(Document extract)
** Start **

Globally, the picture is converging. California's SB 253 required Scope 1 and 2 reporting from January 2026, with Scope 3 following in January 2027. China issued its first Corporate Sustainability Disclosure Standard in 2025. ESG questionnaire responses that align with CSRD/ESRS are increasingly portable across jurisdictions — a well-structured CSRD response provides a strong foundation for CDP, SFDR, and international investor requests simultaneously.

Framework Comparison: CSRD, CDP, EcoVadis, SFDR, and GRI

One of the most frequent sources of confusion when responding to ESG questionnaires is framework alignment. You receive a questionnaire referencing "GRI indicators," another citing "CDP 2025," and a third from a private equity fund referencing "SFDR PAIs." Understanding how these relate prevents duplicated effort and helps you build a single data set that feeds multiple questionnaire types.

CSRD/ESRS — the EU mandatory baseline

For companies within CSRD scope, ESRS is the primary framework. It integrates and supersedes many earlier voluntary standards. The double materiality logic underpins every disclosure decision: what is financially material to the company, and what impact does the company have on people and environment. ESRS E1 (climate) is the most data-intensive topical standard and forms the backbone of most questionnaire environmental sections.

CDP — climate, water, and forests depth

CDP scores companies on a band from D- to A, with the A List representing the highest level of disclosure and action. CDP questionnaires align with TCFD, SBTi, ISO 14064, and the GHG Protocol. CDP restructured its questionnaire in 2024–2025 into a single integrated module covering Climate Change, Water Security and Forests — a substantial workflow change for companies that previously responded to each module separately. The March 2025 CDP–EFRAG correspondence mapping then established that companies reporting under CSRD can substantially reuse their ESRS E1 data for CDP responses, which is a significant efficiency gain. CDP is particularly relevant for companies with significant environmental footprints seeking investor credibility and supply chain transparency.

** End **

(Given problem) Continue the comparison of ESG reporting frameworks, starting right after its final sentence about CDP.

(Extracted entries)
** Start **

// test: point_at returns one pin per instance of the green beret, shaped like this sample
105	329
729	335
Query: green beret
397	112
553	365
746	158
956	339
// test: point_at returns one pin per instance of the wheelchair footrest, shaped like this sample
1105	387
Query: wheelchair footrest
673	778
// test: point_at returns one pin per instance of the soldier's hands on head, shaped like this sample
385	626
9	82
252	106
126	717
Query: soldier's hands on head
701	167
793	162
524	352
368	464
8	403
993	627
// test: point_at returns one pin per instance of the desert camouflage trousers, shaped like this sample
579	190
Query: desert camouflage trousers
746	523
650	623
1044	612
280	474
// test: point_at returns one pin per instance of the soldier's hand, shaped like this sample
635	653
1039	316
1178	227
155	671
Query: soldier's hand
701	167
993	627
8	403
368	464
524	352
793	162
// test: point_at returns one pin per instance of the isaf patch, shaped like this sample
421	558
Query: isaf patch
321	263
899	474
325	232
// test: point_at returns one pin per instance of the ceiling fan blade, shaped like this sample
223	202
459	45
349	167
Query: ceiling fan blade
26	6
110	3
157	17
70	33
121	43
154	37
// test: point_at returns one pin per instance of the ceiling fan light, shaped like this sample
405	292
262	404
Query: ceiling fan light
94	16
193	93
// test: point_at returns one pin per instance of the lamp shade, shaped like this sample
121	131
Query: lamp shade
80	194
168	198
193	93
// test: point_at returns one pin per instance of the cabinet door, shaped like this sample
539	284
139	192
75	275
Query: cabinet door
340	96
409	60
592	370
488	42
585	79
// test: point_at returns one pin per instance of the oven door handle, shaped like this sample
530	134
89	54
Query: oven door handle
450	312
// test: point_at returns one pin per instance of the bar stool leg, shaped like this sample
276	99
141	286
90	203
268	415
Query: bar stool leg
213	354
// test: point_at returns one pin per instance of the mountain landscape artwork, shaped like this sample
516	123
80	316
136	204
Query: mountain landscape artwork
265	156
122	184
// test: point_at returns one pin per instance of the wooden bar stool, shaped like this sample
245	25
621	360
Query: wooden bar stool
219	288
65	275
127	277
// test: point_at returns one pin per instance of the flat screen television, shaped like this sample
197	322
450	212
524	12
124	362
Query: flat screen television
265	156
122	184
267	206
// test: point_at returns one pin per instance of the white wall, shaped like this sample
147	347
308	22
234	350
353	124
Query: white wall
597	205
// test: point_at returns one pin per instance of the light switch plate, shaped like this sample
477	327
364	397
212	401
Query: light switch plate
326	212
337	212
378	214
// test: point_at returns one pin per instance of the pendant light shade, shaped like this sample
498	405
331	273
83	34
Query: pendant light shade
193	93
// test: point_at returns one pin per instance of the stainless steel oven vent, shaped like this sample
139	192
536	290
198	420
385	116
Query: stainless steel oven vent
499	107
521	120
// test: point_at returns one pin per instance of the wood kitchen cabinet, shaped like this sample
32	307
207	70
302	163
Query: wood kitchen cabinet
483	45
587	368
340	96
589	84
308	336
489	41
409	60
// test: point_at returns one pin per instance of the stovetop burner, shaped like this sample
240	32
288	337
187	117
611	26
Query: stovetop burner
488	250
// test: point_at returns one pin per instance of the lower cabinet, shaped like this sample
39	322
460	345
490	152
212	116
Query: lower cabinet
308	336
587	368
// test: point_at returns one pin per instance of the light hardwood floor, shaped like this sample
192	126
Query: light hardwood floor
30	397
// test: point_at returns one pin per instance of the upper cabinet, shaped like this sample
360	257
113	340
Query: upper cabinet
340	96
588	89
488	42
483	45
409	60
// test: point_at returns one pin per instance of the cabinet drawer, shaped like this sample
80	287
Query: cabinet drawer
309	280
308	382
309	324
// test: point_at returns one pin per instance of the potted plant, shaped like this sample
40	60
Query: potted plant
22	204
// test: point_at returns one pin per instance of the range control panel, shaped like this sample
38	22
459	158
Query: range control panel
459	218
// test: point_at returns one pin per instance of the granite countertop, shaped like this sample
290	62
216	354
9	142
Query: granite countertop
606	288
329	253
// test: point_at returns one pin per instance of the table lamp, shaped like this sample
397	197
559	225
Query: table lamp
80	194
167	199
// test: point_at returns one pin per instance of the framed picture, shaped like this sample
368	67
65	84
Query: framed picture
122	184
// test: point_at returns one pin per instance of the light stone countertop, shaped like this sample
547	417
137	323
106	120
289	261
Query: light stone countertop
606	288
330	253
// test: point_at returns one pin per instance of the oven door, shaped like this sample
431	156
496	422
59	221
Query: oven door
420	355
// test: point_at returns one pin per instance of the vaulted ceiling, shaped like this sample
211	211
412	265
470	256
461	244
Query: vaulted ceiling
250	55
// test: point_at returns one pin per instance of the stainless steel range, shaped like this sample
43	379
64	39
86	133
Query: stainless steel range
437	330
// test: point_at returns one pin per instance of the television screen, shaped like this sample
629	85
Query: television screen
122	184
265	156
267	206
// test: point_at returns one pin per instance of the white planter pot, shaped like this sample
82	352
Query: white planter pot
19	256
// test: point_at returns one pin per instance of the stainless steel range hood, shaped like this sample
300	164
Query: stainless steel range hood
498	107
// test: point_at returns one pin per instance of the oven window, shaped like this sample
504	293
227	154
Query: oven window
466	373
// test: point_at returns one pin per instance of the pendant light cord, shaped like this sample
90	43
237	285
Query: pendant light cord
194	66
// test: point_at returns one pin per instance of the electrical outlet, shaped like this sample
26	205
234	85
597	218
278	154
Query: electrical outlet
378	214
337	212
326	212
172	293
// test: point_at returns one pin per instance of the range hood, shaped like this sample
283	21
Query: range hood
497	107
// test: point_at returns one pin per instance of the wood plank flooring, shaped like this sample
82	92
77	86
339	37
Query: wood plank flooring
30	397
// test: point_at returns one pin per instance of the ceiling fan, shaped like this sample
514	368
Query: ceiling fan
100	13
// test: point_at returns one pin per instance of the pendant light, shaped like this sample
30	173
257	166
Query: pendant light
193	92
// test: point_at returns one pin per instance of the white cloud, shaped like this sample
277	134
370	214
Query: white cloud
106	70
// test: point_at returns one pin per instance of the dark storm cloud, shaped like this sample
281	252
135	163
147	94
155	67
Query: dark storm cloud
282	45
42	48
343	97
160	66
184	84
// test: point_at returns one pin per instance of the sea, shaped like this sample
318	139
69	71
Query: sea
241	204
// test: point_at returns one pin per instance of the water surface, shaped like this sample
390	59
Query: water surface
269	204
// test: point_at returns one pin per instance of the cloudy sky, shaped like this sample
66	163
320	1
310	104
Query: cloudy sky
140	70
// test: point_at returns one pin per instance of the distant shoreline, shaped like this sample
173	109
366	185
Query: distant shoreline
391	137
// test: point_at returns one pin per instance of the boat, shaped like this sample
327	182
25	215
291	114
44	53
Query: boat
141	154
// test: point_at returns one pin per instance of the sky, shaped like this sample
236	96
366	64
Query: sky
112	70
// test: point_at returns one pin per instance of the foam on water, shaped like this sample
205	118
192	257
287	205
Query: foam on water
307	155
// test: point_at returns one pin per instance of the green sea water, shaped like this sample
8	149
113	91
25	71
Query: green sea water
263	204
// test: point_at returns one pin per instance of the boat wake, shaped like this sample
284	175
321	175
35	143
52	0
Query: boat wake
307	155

** End **

(Written response)
EcoVadis — B2B procurement and supply chain

EcoVadis scores companies on a 0–100 scale with medal ratings (Bronze, Silver, Gold, Platinum). It aligns with ISO 26000, GRI, and the UN Global Compact, covering environment, labour and human rights, ethics, and sustainable procurement. EcoVadis is the most common questionnaire format in B2B procurement — if your customers include large multinationals, a pending EcoVadis assessment is likely. Scores are commercially visible and shared with customers, making them a direct factor in contract decisions. The late-2025 methodology refresh raised the weight of Scope 3 disclosure and supply-chain transparency in the environment pillar and tightened thresholds in the upper performance bands — companies that previously held a Gold or Platinum medal are seeing more pressure to provide actual Scope 3 data rather than narrative-only responses.

SFDR — investor-specific requirements

The Sustainable Finance Disclosure Regulation governs how financial market participants — including VC funds, private equity, and asset managers — communicate on sustainability. Article 8 and Article 9 fund classifications create specific data requirements that flow down to portfolio companies. If you are preparing for a financing round or have institutional investors, you should expect ESG questionnaire questions aligned with SFDR Principal Adverse Impact indicators. The Commission's SFDR 2.0 proposal (20 November 2025) restructures the regime into three product categories — Sustainable, Transition and ESG Basics — each requiring 70% portfolio alignment and removing entity-level PAI disclosure for most managers. Realistic application date is 2027–2028, but investor questionnaires already begin to reflect the new categories. The guide on ESG value for startups and venture capital covers this in more detail.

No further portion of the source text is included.